■ **WORK ITEM**: Can you carry on the forum thread about foods for bulking from the point where it stops?

# foods to help me bulk



## jazzo1 (Jul 20, 2013)

Hey im starting a bulk and am going to be eating more that usually would..

What foods would you guys recommend to help me hit my calorie numbers im recommended to bulk by 3500 calories..

I have seen a lot of diets on here using whole milk

any other high calorie cheap foods??


----------



## 2004mark (Oct 26, 2013)

What you were eating before... just more of it


----------



## jazzo1 (Jul 20, 2013)

I don't think a bulking shake will cut it anymore....


----------



## G-man99 (Jul 15, 2008)

jazzo1 said:


> I don't think a bulking shake will cut it anymore....


Have 2 then


----------



## AestheticManlet (Jun 12, 2012)

Extra virgin olive oil, full fat milk, oats. They're some of the main things in my diet at the moment lol.


----------



## Robbiedbee (Nov 27, 2013)

Start your day with whole eggs and oats. Milk, eggs, oats are all fantastic when bulking and cheap.


----------



## jazzo1 (Jul 20, 2013)

whole milk, oats, peanuts, peanut butter, tuna.... this is the trend im noticing for foods on this site... ad in a protein drink from myprotein as well... I also eat a lot of bananas..


----------



## PHMG (Jun 15, 2010)

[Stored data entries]
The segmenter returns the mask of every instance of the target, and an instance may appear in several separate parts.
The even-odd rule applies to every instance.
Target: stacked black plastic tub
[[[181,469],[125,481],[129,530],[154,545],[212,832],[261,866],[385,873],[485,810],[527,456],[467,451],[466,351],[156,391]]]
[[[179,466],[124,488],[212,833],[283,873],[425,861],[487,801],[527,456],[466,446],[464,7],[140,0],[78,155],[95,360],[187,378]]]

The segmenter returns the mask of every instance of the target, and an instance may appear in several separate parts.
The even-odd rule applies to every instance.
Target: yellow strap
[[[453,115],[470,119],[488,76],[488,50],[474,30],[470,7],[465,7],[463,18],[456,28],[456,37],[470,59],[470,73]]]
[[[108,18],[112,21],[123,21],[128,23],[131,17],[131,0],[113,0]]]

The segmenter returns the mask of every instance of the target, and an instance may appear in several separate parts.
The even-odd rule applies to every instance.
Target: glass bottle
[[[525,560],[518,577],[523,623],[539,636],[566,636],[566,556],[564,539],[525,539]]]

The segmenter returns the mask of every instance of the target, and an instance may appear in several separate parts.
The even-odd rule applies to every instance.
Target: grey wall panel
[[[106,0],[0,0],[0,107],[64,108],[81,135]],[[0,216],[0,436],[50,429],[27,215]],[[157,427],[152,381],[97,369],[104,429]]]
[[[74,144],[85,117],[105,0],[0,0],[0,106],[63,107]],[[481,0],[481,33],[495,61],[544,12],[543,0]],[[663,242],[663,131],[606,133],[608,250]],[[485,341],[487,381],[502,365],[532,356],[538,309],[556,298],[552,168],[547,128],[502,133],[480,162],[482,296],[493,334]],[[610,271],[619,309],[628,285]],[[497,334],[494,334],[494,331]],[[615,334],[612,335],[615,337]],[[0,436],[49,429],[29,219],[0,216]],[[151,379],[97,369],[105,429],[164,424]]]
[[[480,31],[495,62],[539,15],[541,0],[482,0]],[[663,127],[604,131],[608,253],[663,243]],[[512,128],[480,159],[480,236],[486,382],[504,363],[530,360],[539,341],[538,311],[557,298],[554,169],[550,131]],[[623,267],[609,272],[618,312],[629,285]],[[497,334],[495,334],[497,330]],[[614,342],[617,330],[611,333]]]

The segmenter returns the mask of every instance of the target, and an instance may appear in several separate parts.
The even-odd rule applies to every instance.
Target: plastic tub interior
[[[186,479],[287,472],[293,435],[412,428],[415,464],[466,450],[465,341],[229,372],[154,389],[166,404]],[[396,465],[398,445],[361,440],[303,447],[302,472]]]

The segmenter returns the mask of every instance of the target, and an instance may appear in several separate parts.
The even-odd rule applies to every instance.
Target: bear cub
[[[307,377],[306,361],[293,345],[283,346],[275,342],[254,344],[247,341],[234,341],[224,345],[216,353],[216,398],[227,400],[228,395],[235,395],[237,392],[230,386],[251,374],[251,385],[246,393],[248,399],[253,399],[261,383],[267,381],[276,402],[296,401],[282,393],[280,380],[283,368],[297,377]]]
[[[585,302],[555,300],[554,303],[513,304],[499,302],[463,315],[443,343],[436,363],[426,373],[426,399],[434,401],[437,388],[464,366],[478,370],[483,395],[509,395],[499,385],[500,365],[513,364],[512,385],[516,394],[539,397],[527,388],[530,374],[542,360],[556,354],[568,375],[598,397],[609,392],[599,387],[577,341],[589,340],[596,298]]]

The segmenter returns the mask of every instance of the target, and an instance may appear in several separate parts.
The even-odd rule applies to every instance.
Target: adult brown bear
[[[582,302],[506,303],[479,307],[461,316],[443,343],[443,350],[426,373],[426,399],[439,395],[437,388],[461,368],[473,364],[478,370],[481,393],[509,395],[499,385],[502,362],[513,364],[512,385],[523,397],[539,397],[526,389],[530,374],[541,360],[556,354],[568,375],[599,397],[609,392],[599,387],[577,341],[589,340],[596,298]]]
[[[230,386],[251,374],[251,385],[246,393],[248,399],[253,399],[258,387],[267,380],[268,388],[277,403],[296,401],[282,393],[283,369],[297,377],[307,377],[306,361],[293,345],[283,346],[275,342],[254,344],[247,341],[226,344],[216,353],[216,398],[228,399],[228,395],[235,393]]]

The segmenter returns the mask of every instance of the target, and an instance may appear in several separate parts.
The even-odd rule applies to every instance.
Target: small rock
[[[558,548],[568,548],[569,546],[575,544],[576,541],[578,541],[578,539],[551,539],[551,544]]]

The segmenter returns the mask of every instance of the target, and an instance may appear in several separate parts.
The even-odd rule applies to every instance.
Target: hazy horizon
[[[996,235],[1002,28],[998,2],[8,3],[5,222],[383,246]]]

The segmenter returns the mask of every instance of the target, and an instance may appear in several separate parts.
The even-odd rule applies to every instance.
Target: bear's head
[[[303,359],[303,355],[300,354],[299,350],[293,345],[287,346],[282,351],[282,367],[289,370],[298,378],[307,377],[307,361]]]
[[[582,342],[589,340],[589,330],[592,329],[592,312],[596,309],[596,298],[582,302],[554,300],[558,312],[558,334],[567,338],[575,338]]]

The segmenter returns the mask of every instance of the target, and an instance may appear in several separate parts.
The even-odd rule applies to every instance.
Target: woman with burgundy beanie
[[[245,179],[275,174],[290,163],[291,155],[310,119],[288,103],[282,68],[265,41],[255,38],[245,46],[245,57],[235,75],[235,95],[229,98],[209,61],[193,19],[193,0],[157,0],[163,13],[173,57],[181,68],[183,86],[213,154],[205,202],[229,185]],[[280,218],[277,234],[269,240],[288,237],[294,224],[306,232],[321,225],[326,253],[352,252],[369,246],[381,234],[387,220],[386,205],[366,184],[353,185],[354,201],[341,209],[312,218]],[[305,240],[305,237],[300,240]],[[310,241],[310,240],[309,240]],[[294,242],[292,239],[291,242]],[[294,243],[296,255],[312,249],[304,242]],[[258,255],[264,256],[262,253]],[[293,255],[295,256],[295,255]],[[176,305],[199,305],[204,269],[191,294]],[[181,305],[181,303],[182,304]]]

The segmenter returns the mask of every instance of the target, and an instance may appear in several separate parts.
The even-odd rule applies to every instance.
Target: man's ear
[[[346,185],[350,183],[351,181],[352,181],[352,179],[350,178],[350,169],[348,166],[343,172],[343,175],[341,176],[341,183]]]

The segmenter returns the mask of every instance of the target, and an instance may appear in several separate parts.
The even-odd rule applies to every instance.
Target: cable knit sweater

■ **ANSWER AREA**:
jazzo1 said:


> whole milk, oats, peanuts, peanut butter, tuna.... this is the trend im noticing for foods on this site... ad in a protein drink from myprotein as well... I also eat a lot of bananas..


Tuna??? No no no, mince beef if looking for extra calories and protein. Saturated fat from meats is also good.


----------



## jazzo1 (Jul 20, 2013)

minced beef interesting okay...


----------



## G-man99 (Jul 15, 2008)

PHMG said:


> Tuna??? No no no, mince beef if looking for extra calories and protein. Saturated fat from meats is also good.


I use lean 10% minced beef most days to take advantage of the natural fats


----------



## jazzo1 (Jul 20, 2013)

from where exactly its expensive on tesco


----------



## funkdocta (May 29, 2013)

Peanut butter and coconut oil!


----------



## PHMG (Jun 15, 2010)

jazzo1 said:


> from where exactly its expensive on tesco


It's £3.00 for 700g :lol: hardly what id call expensive.


----------



## G-man99 (Jul 15, 2008)

Sainsburys where doing 3 x 575g packs for £10

Mince is cheap, about the same price as chicken meal per meal


----------



## jazzo1 (Jul 20, 2013)

Okay il go get some, what about liddles? aha they always have cheap food there..


----------



## PHMG (Jun 15, 2010)

jazzo1 said:


> Okay il go get some, what about liddles? aha they always have cheap food there..


If you have one close by. Beef is king for extra calories in my opinion.

And person dependent, you can also use a lot of sugars post workout. Doughnuts or chocolate eclairs are my new favourites.


----------



## Bish83 (Nov 18, 2009)

jazzo1 said:


> minced beef interesting okay...


The legend bulked up on ice cream apparently


----------



## jazzo1 (Jul 20, 2013)

er... I heard if you go with ITFYM you can use icecream to help you hit your numbers.. if your short at the end of the day aha...

Yeh theres a liddles near by Il look at the deals..


----------



## constantbulk (Dec 27, 2010)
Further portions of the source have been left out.